Image point annotation entries:
— start —

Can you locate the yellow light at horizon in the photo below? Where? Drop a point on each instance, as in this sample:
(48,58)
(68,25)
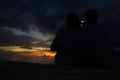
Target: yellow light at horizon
(35,51)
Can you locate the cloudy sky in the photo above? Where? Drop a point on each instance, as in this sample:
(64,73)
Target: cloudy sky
(34,23)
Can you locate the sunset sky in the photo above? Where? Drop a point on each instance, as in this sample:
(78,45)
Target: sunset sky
(27,27)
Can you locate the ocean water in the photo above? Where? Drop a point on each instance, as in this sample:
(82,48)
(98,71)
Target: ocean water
(27,57)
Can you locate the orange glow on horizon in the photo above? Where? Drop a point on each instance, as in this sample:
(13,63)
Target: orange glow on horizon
(44,53)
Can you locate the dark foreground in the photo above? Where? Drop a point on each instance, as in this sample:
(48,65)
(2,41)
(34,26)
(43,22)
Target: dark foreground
(29,71)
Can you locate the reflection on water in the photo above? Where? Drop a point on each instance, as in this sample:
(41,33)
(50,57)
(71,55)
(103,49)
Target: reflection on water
(34,57)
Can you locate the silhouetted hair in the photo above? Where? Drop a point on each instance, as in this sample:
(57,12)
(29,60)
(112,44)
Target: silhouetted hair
(72,20)
(91,16)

— end —

**Challenge**: Can you print all of the material above line for line, with nothing changed, and leave out the pictures?

**Task answer**:
Can you locate the yellow light at horizon in the photo below? Where? Drop a point on each instance, as in this sample:
(48,58)
(68,25)
Target: yellow light at horizon
(35,51)
Can you locate the cloudy sky in the photo above? Where? Drop a point on each instance, as in this sample:
(64,73)
Target: cloudy sky
(34,23)
Can you locate the sunset sky in the photo above? Where? Drop a point on each instance, as in this sample:
(78,45)
Target: sunset sky
(27,27)
Can you locate the ocean water in the photo above? Where? Drop a point on each instance, as in this sample:
(82,48)
(98,71)
Target: ocean water
(27,57)
Can you locate the orange glow on horizon in the photo above? Where? Drop a point on each instance, as in this sample:
(13,63)
Target: orange glow on horizon
(44,53)
Can you locate the dark foreground in the photo above? Where? Drop a point on each instance, as in this sample:
(48,65)
(2,41)
(34,26)
(43,22)
Target: dark foreground
(29,71)
Can you locate the reflection on water in the photo above? Where? Drop a point on each instance, as in this sample:
(41,33)
(50,57)
(71,55)
(103,49)
Target: reflection on water
(34,57)
Can you locate the silhouetted hair in the photo above? Where? Drop a point on each instance, as in this sample:
(57,12)
(29,60)
(112,44)
Target: silhouetted hair
(72,20)
(91,16)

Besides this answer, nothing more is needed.